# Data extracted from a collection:
━━━━━━━━━━

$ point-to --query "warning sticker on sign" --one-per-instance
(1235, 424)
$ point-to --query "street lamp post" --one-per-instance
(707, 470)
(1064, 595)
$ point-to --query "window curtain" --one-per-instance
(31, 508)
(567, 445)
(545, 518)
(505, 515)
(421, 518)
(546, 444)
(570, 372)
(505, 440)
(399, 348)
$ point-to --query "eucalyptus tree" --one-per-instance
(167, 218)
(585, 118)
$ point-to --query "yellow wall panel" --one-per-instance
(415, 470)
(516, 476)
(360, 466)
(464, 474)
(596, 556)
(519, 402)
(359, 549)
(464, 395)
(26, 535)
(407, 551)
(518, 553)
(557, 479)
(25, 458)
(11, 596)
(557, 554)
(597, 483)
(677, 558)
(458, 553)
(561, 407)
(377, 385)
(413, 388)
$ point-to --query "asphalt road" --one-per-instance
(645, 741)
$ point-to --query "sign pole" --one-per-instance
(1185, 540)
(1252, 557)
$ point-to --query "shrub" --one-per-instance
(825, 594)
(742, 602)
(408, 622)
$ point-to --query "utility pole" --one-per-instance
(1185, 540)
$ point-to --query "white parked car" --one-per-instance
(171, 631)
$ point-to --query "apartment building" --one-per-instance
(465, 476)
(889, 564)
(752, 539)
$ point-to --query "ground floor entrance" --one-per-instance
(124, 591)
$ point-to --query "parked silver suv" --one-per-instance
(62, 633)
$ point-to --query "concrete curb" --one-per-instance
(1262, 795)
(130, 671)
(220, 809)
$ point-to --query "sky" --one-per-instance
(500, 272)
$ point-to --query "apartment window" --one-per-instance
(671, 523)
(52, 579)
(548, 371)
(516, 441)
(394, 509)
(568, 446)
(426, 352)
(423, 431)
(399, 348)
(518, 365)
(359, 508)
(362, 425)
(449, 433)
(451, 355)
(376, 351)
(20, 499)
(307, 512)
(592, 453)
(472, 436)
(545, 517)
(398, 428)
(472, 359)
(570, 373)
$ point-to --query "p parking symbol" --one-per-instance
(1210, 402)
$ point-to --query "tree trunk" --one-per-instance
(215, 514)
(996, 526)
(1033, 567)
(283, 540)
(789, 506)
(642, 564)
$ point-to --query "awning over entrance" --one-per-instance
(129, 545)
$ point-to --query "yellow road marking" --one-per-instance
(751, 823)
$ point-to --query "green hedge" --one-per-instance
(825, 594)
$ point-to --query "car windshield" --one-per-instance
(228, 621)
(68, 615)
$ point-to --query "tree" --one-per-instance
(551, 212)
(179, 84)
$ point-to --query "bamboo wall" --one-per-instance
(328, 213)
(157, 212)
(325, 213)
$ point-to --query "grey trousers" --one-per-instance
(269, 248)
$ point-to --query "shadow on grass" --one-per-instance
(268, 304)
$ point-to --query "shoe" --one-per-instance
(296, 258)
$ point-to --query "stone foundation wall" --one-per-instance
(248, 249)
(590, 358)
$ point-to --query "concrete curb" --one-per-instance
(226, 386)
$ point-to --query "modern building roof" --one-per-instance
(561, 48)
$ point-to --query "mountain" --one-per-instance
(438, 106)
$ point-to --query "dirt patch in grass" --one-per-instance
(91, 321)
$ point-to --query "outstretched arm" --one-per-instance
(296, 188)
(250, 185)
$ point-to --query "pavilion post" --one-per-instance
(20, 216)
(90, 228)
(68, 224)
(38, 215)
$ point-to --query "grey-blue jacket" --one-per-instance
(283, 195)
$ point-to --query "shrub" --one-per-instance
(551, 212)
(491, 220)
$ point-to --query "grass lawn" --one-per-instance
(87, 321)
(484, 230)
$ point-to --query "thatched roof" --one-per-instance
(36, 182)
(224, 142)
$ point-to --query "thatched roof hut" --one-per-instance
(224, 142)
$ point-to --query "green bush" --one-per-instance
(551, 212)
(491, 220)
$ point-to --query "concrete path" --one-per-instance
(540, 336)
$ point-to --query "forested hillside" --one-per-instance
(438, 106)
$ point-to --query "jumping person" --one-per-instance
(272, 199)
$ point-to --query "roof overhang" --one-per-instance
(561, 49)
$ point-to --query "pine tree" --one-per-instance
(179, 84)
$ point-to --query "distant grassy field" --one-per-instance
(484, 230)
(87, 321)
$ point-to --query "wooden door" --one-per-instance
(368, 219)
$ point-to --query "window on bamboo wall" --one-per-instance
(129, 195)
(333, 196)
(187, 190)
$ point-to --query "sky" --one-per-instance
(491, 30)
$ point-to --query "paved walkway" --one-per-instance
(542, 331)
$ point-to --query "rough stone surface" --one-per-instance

━━━━━━━━━━

# Required action:
Nothing in the records may be altered; restate them word for word.

# Reply:
$ point-to --query "warning sticker on sign" --one-per-instance
(1235, 424)
$ point-to --query "street lamp post" --one-per-instance
(707, 470)
(1064, 595)
$ point-to --query "window curtain" --one-per-instance
(31, 508)
(567, 445)
(545, 518)
(505, 515)
(421, 518)
(546, 444)
(570, 372)
(505, 440)
(399, 348)
$ point-to --query "eucalyptus tree" --one-per-instance
(167, 218)
(585, 118)
$ point-to --query "yellow wall panel" --one-per-instance
(415, 470)
(516, 476)
(360, 466)
(464, 474)
(596, 556)
(519, 402)
(359, 549)
(464, 395)
(26, 535)
(407, 551)
(518, 553)
(557, 479)
(25, 458)
(11, 596)
(557, 554)
(597, 483)
(677, 558)
(458, 553)
(561, 407)
(377, 385)
(413, 388)
$ point-to --query "asphalt road" --one-per-instance
(645, 741)
$ point-to --query "sign pole" --one-per-instance
(1185, 540)
(1252, 557)
$ point-to --query "shrub" --one-per-instance
(825, 594)
(742, 602)
(408, 622)
$ point-to --query "utility pole" --one-per-instance
(1185, 540)
$ point-to --query "white parked car" --one-per-instance
(171, 631)
$ point-to --query "apartment building" --one-per-instance
(465, 476)
(889, 564)
(752, 539)
$ point-to --query "ground floor entrance" --one-per-instance
(124, 591)
$ point-to --query "parked silver suv" --one-per-instance
(62, 633)
$ point-to --query "concrete curb" --one-per-instance
(1262, 795)
(130, 671)
(220, 809)
$ point-to --query "sky" --one-per-instance
(500, 272)
$ point-to --query "apartment window" --one-per-instance
(671, 523)
(52, 579)
(548, 371)
(516, 441)
(394, 509)
(568, 446)
(426, 352)
(423, 431)
(399, 348)
(518, 365)
(359, 508)
(362, 425)
(449, 433)
(451, 355)
(376, 351)
(20, 499)
(307, 512)
(592, 453)
(472, 436)
(545, 517)
(398, 428)
(472, 359)
(570, 373)
$ point-to --query "p parking symbol" --one-per-instance
(1210, 402)
$ point-to --query "tree trunk" --one-per-instance
(215, 514)
(996, 526)
(1033, 567)
(283, 540)
(789, 506)
(642, 564)
$ point-to --query "awning over entrance" --one-per-instance
(129, 545)
$ point-to --query "yellow road marking" --one-per-instance
(751, 823)
$ point-to --query "green hedge" --one-per-instance
(825, 594)
$ point-to --query "car windshield" --one-per-instance
(228, 621)
(68, 615)
$ point-to --query "tree" --one-per-instance
(551, 212)
(179, 84)
$ point-to --query "bamboo wall" --one-per-instance
(328, 213)
(157, 212)
(325, 213)
$ point-to --query "grey trousers" --one-per-instance
(269, 248)
$ point-to --query "shadow on grass" --one-per-instance
(268, 304)
$ point-to --query "shoe" --one-per-instance
(296, 258)
$ point-to --query "stone foundation wall" --one-per-instance
(248, 249)
(590, 358)
$ point-to --query "concrete curb" --one-per-instance
(226, 386)
$ point-to --query "modern building roof" --one-per-instance
(561, 48)
$ point-to --query "mountain" --one-per-instance
(438, 106)
$ point-to --query "dirt patch in grass" --one-per-instance
(91, 321)
$ point-to --query "outstretched arm" --one-per-instance
(296, 188)
(250, 185)
$ point-to --query "pavilion post" --one-per-instance
(20, 216)
(90, 228)
(68, 224)
(38, 215)
$ point-to --query "grey-blue jacket" --one-per-instance
(283, 195)
$ point-to --query "shrub" --one-per-instance
(551, 212)
(491, 220)
$ point-to --query "grass lawn" --one-per-instance
(87, 321)
(484, 230)
$ point-to --query "thatched roof" --one-per-instance
(36, 182)
(224, 142)
$ point-to --query "thatched roof hut" --one-per-instance
(224, 142)
$ point-to --query "green bush" --one-per-instance
(551, 212)
(491, 220)
$ point-to --query "concrete path" --one-per-instance
(540, 336)
$ point-to --query "forested hillside" --one-per-instance
(438, 106)
$ point-to --query "jumping person" --one-per-instance
(272, 199)
$ point-to --query "roof overhang" --one-per-instance
(561, 49)
$ point-to --query "pine tree" --one-per-instance
(179, 84)
$ point-to --query "distant grassy field" --one-per-instance
(484, 230)
(87, 321)
$ point-to --query "wooden door" --one-per-instance
(368, 219)
$ point-to --query "window on bamboo wall" --one-per-instance
(129, 195)
(333, 196)
(187, 190)
$ point-to --query "sky" --one-per-instance
(491, 30)
$ point-to --query "paved walkway" --one-per-instance
(542, 331)
$ point-to --query "rough stone surface" --one-per-instance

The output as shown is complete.